In the chapter A Journey in the Dark in Lord of the Rings: Fellowship of the Ring, the Company comes to the western gate of Moria, the Doors of Durin, which is sealed and requires a password to be opened. The door carries an inscription that in the book is depicted as follows:

Inscription on the Doors of Durin

As the picture says, the text inscribed is:

Ennyn Durin, Aran Moria: pedo mellon a minno
Im, Narvi, hain echant; Celebrimbor o Eregion teithant i thiw hin

The Doors of Durin, Lord of Moria. Speak (= say) friend and enter
I, Narvi, made them. Celebrimbor of Hollin drew these signs.

Now that is clearly Sindarin. In fact, it seems to be very bog-standard Sindarin, with no unexpected features. Yet Frodo cannot read it.

That is perhaps not entirely unexpected, since it does clearly say in the caption to the illustration that the inscription is written “in the Feänorian characters according to the mode of Beleriand”, so it could well be like seeing English written using the Russian alphabet to Frodo. (There are indeed clear differences between how this inscription uses the Tengwar and how they are more commonly used in the Third Age.)

But: when Frodo says he cannot read the letters, Gandalf replies:

The words are in the elven-tongue of the West of Middle-earth in the Elder Days. [my emphasis]

In other words, the words aren’t just written in a different alphabet, they’re in a different language. But what language?

As far as I know (and I may be wrong here), all the Ñoldor had adopted (dialects of) Sindarin long before the Second Age when this inscription was made, and the illustration (supposedly taken straight from the Red Book) is in Sindarin also. Frodo knew a fair bit of Sindarin, and considering the entire Company had just come from Rivendell where it is the native language (more so than Westron), it would be very odd if Gandalf referred to Sindarin in such an odd, roundabout way, rather than just calling it Sindarin.

### Data block
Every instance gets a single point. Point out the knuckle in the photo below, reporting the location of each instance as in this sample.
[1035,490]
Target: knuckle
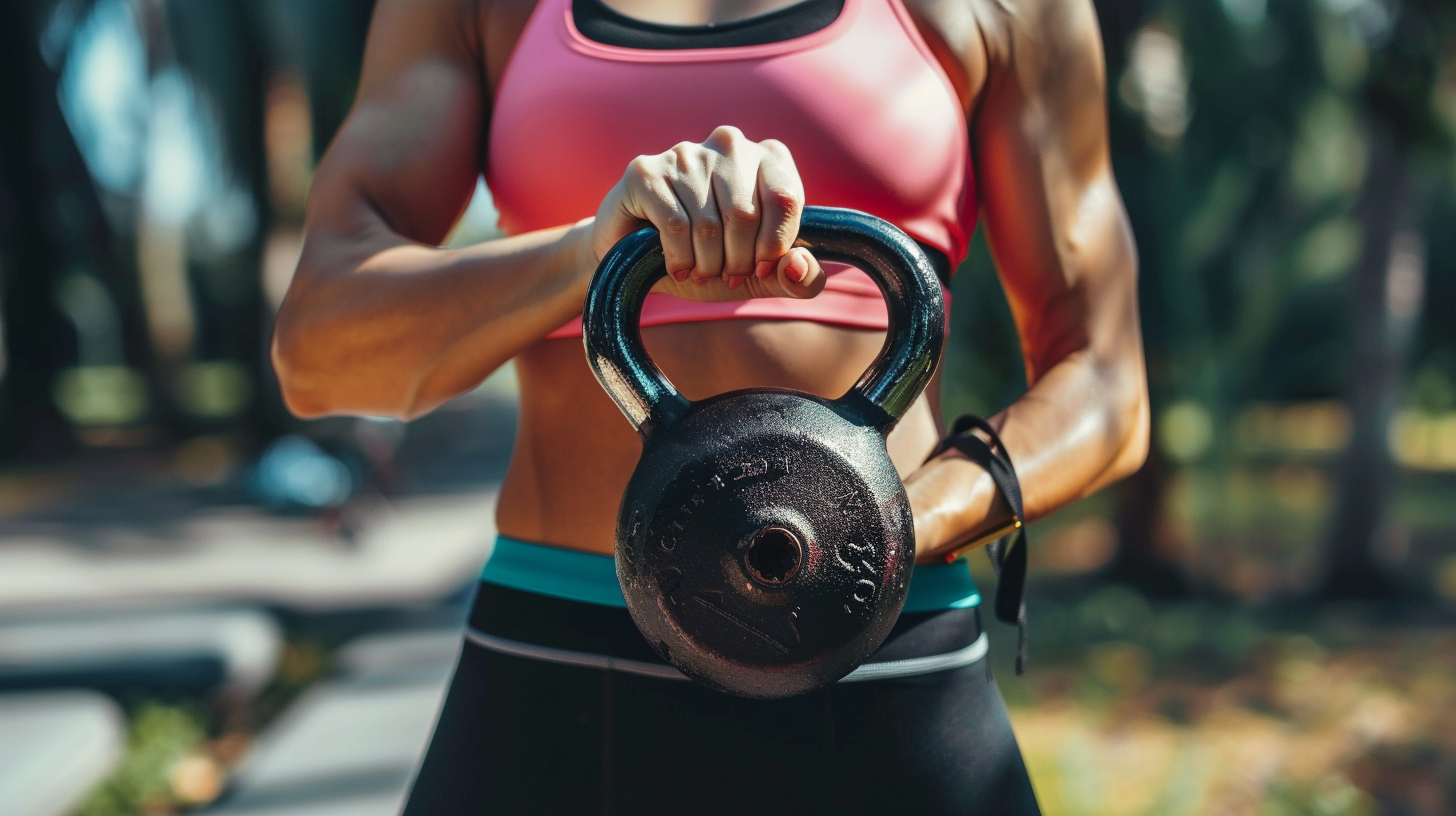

### Directive A
In the passage on the Doors of Durin, who is named as having drawn the signs of the inscription?
### Directive B
Carry on the passage on the Doors of Durin, beginning after its final sentence.
The lines are separate material and bear no relation to the passage on the Doors of Durin.

### Exercise result A
Celebrimbor of Hollin drew the signs.

### Exercise result B
The accepted answer to this related question suggests that the anachronistic use of the name Moria in this inscription may be due to the scribe/illustrator of the Red Book having substituted the older Elvish name Hadhodrond for the more commonly used and widely known Moria; perhaps, then, the entire inscription has been translated into Standard Sindarin from whatever language (presumably closely related to Standard Sindarin, at the very least a common descendant from Old Sindarin) it was originally written in.

Has canon ever addressed this? Did Celebrimbor not speak Sindarin natively?1 What is this “elven-tongue of the West of Middle-earth in the Elder Days”, then, if not Sindarin? Alternatively, was Gandalf just being inaccurate when he used the term “elven-tongue”? Should he have said “written in the script/characters/style of Beleriand in the Elder Days” or something like that instead?

 


1 I’m aware we don’t know much about his early years, nor even if he was born in Valinor or Middle-earth. The name Celebrimbor is Sindarin, but may not have been the form he actually used himself, similar to how Virgil did not call himself Virgil but Vergilius.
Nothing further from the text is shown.